- What to work on: Copy exactly the lines of the data below that run from the line holding "Target: raised wing" through the line holding "Where can the tern", both ends included.

- Extracted material:
┌──

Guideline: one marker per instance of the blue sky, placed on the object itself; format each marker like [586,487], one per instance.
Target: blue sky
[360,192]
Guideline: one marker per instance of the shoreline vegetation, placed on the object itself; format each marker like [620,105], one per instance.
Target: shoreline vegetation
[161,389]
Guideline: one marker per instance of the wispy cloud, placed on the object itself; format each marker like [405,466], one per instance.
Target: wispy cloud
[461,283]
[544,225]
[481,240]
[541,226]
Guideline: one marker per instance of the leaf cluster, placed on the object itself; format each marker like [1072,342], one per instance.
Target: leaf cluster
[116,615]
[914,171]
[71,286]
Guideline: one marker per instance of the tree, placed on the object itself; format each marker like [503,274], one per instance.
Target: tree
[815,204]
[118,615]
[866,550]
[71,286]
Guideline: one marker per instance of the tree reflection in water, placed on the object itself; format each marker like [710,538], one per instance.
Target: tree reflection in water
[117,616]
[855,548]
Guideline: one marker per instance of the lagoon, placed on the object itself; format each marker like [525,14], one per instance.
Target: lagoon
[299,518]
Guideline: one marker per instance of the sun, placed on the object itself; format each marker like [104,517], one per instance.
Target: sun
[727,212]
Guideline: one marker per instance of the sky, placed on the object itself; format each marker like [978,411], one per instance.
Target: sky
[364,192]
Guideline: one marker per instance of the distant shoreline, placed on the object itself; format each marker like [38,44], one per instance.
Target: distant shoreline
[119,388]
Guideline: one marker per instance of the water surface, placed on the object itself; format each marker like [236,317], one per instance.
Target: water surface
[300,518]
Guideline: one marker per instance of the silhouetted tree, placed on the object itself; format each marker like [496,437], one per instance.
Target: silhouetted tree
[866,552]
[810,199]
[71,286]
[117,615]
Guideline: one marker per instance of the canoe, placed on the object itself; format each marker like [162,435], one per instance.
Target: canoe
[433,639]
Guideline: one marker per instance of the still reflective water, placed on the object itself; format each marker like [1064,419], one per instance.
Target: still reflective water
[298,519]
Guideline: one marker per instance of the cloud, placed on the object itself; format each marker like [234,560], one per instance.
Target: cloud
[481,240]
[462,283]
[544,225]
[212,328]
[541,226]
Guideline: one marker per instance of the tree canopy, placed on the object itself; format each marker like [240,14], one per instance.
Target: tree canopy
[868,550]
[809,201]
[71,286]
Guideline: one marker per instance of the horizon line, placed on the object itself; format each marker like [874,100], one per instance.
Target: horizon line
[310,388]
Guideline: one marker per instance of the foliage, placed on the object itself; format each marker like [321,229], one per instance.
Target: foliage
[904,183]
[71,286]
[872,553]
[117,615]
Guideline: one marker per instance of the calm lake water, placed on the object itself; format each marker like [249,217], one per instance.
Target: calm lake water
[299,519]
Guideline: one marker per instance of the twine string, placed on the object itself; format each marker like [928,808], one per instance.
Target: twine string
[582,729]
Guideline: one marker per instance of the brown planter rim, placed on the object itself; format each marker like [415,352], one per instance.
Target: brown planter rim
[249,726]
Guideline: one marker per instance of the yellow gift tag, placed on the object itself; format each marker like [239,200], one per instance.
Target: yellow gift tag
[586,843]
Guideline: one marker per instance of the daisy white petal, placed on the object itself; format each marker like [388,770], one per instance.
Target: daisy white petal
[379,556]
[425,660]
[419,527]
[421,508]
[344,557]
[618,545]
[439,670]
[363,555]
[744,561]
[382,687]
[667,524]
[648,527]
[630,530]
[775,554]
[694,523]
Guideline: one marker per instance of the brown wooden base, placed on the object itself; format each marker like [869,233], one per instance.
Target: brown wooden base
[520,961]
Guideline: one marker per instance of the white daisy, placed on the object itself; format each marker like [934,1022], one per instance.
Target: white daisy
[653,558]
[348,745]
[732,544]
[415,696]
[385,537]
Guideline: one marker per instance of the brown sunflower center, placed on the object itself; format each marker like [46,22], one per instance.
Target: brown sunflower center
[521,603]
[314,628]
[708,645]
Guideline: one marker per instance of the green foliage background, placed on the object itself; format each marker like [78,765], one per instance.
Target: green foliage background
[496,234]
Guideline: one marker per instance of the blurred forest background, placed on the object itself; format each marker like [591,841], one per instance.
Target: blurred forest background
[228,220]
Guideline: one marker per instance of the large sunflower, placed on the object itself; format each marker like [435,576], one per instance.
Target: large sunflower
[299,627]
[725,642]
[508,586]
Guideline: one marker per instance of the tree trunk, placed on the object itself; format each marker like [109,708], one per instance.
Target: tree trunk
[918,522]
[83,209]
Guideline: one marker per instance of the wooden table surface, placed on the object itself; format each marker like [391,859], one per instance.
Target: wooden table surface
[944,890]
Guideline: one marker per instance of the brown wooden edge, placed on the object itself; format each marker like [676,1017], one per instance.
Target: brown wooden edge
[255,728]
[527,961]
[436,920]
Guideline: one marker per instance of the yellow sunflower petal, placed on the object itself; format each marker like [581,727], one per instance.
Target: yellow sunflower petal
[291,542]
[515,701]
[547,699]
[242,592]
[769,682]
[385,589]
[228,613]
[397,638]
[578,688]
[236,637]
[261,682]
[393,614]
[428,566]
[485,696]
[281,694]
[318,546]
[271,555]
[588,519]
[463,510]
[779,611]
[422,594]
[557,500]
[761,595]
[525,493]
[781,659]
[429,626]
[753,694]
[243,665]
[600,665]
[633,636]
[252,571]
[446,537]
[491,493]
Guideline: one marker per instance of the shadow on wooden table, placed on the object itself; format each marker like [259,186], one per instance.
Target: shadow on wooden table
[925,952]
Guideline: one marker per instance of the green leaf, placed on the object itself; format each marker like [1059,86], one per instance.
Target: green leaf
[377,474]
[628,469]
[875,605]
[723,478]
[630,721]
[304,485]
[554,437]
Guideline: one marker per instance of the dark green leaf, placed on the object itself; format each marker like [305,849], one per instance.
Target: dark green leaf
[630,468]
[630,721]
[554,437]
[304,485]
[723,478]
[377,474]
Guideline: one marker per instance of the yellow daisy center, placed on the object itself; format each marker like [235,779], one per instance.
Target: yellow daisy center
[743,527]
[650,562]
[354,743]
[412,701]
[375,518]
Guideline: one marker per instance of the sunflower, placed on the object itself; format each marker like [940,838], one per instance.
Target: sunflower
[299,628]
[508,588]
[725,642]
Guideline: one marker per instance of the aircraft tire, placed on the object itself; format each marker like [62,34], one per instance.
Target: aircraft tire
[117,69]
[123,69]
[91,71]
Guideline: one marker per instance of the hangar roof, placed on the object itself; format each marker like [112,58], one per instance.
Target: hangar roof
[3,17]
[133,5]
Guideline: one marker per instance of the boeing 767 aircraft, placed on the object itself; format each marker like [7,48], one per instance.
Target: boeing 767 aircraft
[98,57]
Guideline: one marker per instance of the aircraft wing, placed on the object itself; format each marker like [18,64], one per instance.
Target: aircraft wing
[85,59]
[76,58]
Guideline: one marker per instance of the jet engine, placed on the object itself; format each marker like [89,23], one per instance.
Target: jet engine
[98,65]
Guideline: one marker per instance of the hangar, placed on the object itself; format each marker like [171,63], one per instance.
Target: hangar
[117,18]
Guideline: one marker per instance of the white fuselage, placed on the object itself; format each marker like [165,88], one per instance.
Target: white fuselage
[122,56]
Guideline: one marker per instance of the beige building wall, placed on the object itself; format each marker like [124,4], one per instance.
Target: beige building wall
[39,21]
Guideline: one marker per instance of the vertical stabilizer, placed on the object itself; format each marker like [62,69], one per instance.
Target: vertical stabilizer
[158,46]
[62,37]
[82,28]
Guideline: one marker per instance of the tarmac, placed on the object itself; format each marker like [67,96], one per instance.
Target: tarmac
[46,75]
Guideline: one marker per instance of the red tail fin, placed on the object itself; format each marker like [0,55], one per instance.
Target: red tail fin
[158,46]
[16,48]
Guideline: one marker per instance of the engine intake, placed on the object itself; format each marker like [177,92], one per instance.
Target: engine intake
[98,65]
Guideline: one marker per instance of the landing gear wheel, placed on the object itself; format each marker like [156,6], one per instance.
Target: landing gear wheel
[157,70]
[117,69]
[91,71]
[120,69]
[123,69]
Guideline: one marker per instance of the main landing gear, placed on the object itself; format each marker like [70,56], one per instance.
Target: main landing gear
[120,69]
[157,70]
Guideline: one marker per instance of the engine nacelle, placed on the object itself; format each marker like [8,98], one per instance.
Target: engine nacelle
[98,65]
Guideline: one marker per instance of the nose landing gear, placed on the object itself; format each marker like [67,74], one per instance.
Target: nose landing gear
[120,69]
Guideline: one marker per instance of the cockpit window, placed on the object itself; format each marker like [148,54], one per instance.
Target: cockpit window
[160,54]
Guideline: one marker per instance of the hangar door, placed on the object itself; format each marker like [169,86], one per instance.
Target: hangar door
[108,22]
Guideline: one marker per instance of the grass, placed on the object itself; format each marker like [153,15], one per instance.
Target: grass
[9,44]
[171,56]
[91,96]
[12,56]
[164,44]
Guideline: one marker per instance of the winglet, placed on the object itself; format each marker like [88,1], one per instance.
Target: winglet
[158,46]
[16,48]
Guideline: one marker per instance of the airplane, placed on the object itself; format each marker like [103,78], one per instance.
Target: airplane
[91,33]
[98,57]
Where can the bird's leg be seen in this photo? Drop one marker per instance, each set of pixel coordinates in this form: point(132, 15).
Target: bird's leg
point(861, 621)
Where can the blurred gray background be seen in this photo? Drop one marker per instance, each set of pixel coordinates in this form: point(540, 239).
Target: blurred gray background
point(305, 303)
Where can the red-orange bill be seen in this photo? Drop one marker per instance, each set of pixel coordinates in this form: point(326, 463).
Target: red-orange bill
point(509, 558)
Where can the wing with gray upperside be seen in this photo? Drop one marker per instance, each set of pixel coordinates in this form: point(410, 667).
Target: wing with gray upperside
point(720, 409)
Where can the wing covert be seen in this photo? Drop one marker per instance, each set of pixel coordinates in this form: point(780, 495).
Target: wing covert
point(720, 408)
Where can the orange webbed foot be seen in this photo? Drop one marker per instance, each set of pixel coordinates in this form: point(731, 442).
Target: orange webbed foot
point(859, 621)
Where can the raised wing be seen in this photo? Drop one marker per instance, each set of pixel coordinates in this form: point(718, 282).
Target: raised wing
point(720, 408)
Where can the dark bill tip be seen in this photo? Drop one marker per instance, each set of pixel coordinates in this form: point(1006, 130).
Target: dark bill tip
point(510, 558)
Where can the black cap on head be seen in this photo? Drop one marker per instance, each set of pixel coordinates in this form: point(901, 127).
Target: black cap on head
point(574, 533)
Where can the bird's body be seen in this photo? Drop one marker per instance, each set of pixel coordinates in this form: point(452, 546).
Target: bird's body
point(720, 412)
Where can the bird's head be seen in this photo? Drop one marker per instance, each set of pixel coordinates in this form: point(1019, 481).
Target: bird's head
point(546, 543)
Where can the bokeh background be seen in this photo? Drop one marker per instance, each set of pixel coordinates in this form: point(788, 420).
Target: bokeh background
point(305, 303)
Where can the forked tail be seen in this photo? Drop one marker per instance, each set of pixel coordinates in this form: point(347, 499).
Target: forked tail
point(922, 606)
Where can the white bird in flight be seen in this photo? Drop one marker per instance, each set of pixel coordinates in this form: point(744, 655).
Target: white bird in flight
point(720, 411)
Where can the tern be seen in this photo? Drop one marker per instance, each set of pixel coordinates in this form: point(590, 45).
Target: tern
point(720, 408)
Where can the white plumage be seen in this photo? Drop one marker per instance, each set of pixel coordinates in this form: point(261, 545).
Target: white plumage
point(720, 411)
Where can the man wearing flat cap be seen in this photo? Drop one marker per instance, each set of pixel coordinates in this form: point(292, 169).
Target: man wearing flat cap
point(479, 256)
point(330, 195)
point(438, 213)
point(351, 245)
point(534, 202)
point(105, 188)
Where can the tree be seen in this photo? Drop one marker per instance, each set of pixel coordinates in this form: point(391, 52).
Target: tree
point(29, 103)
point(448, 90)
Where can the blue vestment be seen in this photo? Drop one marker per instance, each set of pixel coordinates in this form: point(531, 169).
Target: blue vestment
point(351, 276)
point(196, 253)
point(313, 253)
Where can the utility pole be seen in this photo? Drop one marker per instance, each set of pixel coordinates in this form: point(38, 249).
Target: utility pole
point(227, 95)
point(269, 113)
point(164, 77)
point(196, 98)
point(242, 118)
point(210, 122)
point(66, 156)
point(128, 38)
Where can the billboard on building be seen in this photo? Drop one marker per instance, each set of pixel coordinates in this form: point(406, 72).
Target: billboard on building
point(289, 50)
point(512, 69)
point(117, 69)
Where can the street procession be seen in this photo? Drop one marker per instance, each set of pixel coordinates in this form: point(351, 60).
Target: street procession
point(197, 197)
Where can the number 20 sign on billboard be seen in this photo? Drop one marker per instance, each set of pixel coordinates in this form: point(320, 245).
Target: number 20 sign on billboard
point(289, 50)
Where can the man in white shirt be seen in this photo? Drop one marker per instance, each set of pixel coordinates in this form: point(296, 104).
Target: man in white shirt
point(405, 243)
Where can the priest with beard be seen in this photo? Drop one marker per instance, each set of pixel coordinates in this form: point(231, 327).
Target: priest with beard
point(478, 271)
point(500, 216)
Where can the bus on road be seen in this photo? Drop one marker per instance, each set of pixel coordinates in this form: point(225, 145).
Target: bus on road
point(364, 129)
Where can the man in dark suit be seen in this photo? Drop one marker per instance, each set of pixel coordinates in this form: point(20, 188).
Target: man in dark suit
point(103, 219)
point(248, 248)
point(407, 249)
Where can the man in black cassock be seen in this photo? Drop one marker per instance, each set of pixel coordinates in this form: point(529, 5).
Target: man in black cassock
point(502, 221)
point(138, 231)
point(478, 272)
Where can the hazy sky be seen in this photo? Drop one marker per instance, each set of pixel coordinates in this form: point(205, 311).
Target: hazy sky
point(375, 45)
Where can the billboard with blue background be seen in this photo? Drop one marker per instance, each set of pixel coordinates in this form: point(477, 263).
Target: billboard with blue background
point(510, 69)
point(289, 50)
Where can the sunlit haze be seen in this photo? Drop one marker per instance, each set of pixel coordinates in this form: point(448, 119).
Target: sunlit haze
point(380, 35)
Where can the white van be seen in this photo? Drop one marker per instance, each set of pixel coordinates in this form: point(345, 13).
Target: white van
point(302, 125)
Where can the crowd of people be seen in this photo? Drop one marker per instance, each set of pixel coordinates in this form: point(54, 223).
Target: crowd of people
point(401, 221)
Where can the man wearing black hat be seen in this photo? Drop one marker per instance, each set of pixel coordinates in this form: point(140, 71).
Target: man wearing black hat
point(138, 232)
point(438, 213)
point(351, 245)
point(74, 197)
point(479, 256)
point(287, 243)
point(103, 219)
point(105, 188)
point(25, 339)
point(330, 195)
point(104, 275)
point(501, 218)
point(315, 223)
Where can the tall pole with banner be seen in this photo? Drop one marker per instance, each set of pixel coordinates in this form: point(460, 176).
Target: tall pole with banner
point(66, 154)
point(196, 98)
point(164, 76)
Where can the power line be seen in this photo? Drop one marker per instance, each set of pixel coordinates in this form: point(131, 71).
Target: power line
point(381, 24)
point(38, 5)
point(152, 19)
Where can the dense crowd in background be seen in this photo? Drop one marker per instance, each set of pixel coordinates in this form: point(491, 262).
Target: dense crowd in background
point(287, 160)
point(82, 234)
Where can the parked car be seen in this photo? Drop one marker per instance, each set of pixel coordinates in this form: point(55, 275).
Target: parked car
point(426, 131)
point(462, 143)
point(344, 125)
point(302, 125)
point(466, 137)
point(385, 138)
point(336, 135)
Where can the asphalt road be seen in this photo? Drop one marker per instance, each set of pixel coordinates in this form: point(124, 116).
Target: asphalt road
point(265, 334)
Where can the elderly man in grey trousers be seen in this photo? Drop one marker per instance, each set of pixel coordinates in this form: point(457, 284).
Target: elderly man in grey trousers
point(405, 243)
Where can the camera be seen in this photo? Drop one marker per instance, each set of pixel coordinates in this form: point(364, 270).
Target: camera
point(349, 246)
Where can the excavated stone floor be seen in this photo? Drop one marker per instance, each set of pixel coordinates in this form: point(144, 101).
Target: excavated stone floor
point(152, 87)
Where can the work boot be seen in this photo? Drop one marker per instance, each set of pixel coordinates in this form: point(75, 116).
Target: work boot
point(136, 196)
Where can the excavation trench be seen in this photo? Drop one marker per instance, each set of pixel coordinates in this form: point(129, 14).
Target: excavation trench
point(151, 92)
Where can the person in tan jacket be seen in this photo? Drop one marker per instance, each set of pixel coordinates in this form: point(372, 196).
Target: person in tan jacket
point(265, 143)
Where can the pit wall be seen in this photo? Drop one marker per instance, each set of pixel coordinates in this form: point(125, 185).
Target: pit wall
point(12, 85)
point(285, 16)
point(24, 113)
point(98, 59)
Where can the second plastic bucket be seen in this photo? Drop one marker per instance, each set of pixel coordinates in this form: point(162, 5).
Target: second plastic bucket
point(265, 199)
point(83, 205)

└──

- Task output:
Target: raised wing
point(720, 408)
Where can the dark bill tip be seen in this photo? Drop one marker per instance, each set of pixel coordinates in this form: point(1006, 130).
Target: dark bill tip
point(510, 558)
Where can the black cap on head be seen in this photo? Drop one marker per instance, each set of pixel coordinates in this form: point(901, 127).
Target: black cap on head
point(574, 533)
Where can the bird's body be seen in this photo? Drop one marker per instance, each set of pixel coordinates in this form: point(452, 546).
Target: bird's body
point(720, 412)
Where can the bird's head be seen in this photo? Drop one marker per instance, each set of pixel coordinates in this form: point(1019, 481).
Target: bird's head
point(546, 543)
Where can the bokeh background be seen in this photo? Drop one marker per instance, each set of pixel coordinates in this form: point(788, 420).
Target: bokeh background
point(305, 303)
Where can the forked tail be seen in this photo? Drop one marker per instance, each set of pixel coordinates in this form: point(347, 499).
Target: forked tail
point(922, 606)
Where can the white bird in flight be seen in this photo? Drop one marker per instance, each set of pixel coordinates in this form: point(744, 655).
Target: white bird in flight
point(720, 411)
Where can the tern be seen in this photo? Drop one marker per instance, each set of pixel coordinates in this form: point(590, 45).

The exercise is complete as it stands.